December 2021

A research project funded by the British Skin Foundation has been jointly awarded the coveted Stewart Cameron Science Award at the Royal Society of Medicine Nephrology President’s Day in Edinburgh.

The ceremony which took place earlier this month saw Dr Matthew Bottomley and his team recognised for their vital work into immune ageing and the risk of skin cancer in renal transplant recipients.

The winners at the award ceremony
Image courtesy of Stephen McAdoo.

Dr Bottomley explains,

Skin cancer is the most common cancer in this group and is a major cause of worry and illness, as it often recurs elsewhere on the skin after the first has been removed. We presented data showing that we have identified a marker in blood that might identify patients at the greatest risk of developing skin cancer and other cancers later on.

When we looked in great depth at the cancers that had been removed from patients in our study, we found our marker was associated with a fundamental change in the immune response to the cancer, potentially explaining our findings.
==================================================
== The problem ==
Continue the news piece about the skin cancer research award from the point where it stops.

== Information shown ==
==================================================
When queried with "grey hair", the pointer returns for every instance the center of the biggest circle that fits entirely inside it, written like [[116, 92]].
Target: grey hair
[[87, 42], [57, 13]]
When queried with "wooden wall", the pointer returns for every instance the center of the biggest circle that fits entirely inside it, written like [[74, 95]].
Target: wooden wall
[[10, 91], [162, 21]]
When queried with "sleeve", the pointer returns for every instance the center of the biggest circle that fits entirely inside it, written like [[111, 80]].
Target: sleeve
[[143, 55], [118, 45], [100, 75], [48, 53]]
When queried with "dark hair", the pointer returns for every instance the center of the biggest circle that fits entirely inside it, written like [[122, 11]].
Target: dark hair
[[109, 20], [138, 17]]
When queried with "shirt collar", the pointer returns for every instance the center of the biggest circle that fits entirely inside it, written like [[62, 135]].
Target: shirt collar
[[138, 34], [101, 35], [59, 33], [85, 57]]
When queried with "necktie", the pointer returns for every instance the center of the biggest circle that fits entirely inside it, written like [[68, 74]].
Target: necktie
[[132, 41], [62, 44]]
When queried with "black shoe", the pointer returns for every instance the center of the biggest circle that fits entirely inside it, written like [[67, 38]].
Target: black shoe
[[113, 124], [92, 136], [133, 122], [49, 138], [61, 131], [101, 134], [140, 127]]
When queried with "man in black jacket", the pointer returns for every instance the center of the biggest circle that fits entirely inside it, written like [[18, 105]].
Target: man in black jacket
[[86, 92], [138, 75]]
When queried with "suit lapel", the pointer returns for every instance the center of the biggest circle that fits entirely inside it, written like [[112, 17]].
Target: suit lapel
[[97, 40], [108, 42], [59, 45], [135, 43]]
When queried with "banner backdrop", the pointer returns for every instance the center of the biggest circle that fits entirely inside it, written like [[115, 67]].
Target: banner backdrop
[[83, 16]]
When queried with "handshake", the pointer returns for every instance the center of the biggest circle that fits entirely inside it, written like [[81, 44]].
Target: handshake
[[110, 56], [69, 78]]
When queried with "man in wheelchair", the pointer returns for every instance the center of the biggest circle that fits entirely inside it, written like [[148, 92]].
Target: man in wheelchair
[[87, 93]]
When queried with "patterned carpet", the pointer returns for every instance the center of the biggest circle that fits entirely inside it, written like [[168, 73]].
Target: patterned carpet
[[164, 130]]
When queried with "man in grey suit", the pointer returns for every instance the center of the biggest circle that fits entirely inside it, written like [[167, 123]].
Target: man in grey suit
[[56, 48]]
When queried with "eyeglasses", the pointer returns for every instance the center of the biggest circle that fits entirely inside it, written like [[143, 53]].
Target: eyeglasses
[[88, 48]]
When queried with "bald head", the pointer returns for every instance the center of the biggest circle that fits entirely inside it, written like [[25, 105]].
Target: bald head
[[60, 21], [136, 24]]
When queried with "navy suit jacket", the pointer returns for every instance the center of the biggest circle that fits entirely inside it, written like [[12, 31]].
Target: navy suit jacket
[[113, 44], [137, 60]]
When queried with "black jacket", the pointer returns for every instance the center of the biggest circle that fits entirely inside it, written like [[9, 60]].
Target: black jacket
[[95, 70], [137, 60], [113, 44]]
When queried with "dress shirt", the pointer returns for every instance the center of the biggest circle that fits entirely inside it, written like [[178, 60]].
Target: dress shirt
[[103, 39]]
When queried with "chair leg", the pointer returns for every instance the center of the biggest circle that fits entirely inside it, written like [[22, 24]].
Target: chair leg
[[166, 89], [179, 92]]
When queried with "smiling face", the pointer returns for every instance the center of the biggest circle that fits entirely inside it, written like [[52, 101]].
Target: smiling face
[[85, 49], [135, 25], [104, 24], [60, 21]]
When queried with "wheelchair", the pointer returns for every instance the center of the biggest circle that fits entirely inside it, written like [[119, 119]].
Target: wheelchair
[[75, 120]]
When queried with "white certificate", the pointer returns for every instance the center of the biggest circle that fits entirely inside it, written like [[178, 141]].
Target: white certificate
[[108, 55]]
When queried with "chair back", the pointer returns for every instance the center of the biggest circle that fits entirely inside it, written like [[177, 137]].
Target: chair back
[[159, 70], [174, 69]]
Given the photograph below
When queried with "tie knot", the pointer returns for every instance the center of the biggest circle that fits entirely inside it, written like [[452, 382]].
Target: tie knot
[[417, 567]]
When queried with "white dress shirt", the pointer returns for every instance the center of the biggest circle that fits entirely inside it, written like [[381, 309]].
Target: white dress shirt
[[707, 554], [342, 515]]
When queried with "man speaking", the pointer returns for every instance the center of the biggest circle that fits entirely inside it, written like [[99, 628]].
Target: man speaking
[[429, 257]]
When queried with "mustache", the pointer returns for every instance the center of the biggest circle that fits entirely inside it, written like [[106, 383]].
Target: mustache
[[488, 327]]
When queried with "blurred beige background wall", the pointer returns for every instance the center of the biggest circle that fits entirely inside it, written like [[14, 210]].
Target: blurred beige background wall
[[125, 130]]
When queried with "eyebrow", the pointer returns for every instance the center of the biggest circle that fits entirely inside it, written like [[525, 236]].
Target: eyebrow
==================================================
== Task response ==
It’s really exciting news because if we can identify patients who may be more likely to develop skin cancer or are more likely to have problems with recurrent skin cancer, before it happens then we may be able to develop new treatments and interventions to prevent the skin cancer in the first place.

Dr Bottomley in the lab

Top of page shows an immunofluorescence image of the immune interaction with squamous cell carcinoma. The blue dots are nuclei, the green is pancytokeratin (representing the tumour) and red dots represent CD8+ T cells. The outlines are the areas the team analysed the gene expression of, using spatial transcriptomics (a cutting-edge technique).